§ **TEXT UNDER STUDY**

>>>

Neutral metal-bound water is the base catalyst in liver alcohol dehydrogenase.

The catalytic role of the active site metal-water complex in horse liver alcohol dehydrogenase (alcohol:NAD+ oxidoreductase, EC 1.1.1.1) is investigated on the basis of a comparative analysis of the pH dependence of steady-state kinetic parameters of the native and active-site-specific Co2+-reconstituted enzyme and on the basis of assignment of the coordination environment of the Co2+ by electron paramagnetic resonance methods. The pH dependence of the kinetic parameters for the oxidation of benzyl alcohol reveals two ionizations (pK1 approximately equal to 6.7; pK2 approximately equal to 10.6) that govern kcat and belong to the ternary enzyme-NAD+-alcohol complex and two ionizations (pK1' approximately equal to 7.5; pK2' approximately equal to 8.9) that govern kcat/Km and belong to the binary enzyme-NAD+ complex. The ionizations pK2 and pK2' decrease by 0.5-1 pK alpha unit upon replacement of the active site Zn2+ by Co2+. A similar metal ion dependence of pK2 and pK2' is observed for the oxidation of 2-propanol. We attribute these ionizations to a metal-bound water molecule. The zero-field splitting energy of the Co2+ in the binary enzyme-NADH complex and the ternary enzyme-NADH-CF3CH2OH complex is approximately equal to 22 cm-1, indicative of a pentacoordinate species. Binding of a water molecule to the metal ion as the fifth ligand in the ternary enzyme-NADH-CF3CH2OH complex is confirmed on the basis of magnetic interactions of H2(17)O with Co2+. The results indicate that the active site metal ion in catalytically competent ternary enzyme-coenzyme-substrate complexes is pentacoordinate and is ligated by a neutral water molecule in the physiological pH range. We suggest that the neutral metal-bound water molecule serves as the base catalyst for proton abstraction in alcohol oxidation.

<<<

§ **GIVEN INFORMATION**
>>>

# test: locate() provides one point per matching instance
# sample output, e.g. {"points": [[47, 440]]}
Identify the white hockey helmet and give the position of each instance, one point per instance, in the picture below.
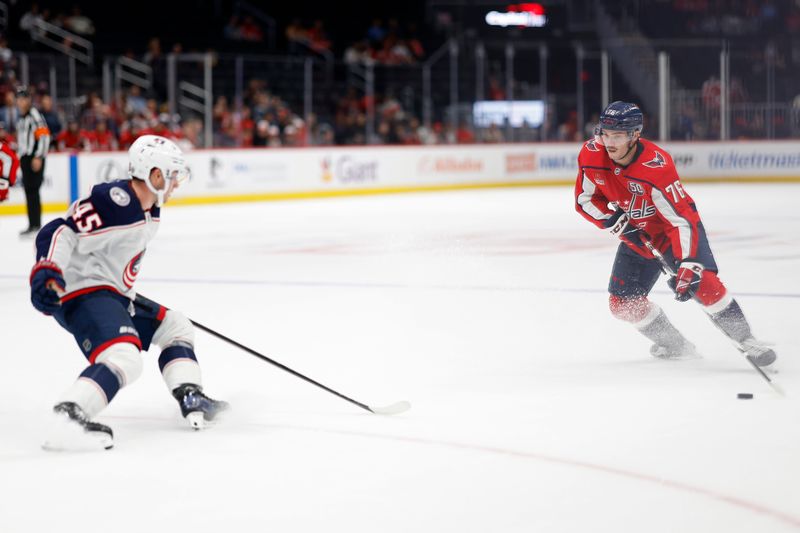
{"points": [[152, 151]]}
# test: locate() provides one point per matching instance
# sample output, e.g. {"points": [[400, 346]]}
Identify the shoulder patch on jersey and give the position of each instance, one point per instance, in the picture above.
{"points": [[119, 196], [657, 162]]}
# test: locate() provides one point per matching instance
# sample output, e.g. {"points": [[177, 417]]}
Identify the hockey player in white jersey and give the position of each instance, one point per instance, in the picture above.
{"points": [[87, 263]]}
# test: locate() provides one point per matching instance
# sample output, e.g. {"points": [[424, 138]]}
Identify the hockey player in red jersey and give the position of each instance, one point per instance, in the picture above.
{"points": [[9, 164], [629, 186]]}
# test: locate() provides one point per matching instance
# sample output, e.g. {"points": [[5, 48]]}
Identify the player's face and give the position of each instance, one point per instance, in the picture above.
{"points": [[617, 143]]}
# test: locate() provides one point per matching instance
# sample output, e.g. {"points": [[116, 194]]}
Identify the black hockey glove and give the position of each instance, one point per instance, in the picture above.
{"points": [[46, 282]]}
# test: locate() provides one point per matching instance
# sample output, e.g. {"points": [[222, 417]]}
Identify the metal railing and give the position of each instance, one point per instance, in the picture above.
{"points": [[442, 92], [66, 42]]}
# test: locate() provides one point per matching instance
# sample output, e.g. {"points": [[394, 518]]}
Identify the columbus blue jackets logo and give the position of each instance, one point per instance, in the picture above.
{"points": [[119, 196], [132, 270], [657, 162]]}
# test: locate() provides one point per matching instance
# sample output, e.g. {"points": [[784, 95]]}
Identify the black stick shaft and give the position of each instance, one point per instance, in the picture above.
{"points": [[279, 365]]}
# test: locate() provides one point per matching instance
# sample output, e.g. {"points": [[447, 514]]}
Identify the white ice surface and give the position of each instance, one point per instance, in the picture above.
{"points": [[532, 408]]}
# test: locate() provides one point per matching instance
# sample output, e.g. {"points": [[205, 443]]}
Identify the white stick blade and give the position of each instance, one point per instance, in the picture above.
{"points": [[393, 409]]}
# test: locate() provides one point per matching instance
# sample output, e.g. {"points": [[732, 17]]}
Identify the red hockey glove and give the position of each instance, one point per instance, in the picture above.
{"points": [[46, 282], [687, 280], [4, 184], [621, 226]]}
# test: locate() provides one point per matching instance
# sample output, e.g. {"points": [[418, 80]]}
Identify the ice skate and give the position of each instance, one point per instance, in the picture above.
{"points": [[758, 352], [685, 350], [196, 407], [73, 431]]}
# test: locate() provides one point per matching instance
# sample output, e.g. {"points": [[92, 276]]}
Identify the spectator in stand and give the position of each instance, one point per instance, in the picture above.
{"points": [[261, 134], [102, 139], [297, 37], [414, 43], [376, 33], [130, 130], [6, 136], [246, 126], [358, 53], [161, 126], [232, 30], [324, 136], [135, 102], [274, 137], [50, 115], [6, 55], [464, 134], [318, 40], [190, 134], [73, 138], [9, 113], [568, 130], [79, 23], [250, 31]]}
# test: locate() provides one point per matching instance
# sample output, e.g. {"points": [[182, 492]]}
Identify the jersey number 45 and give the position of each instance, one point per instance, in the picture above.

<<<

§ **TASK INSTRUCTIONS**
In the abstract on liver alcohol dehydrogenase:
(a) What are the approximate values of the two ionizations that govern kcat/Km for benzyl alcohol oxidation, and to which complex do they belong?
(b) What is the zero-field splitting energy of the Co2+, and what does it indicate?
(c) Magnetic interactions of what substance with Co2+ confirm water binding as the fifth ligand?

§ **ANSWER FOR THE TASK**
(a) About 7.5 and 8.9. They belong to the binary enzyme-NAD+ complex.
(b) About 22 cm-1. It indicates a pentacoordinate species.
(c) H2(17)O.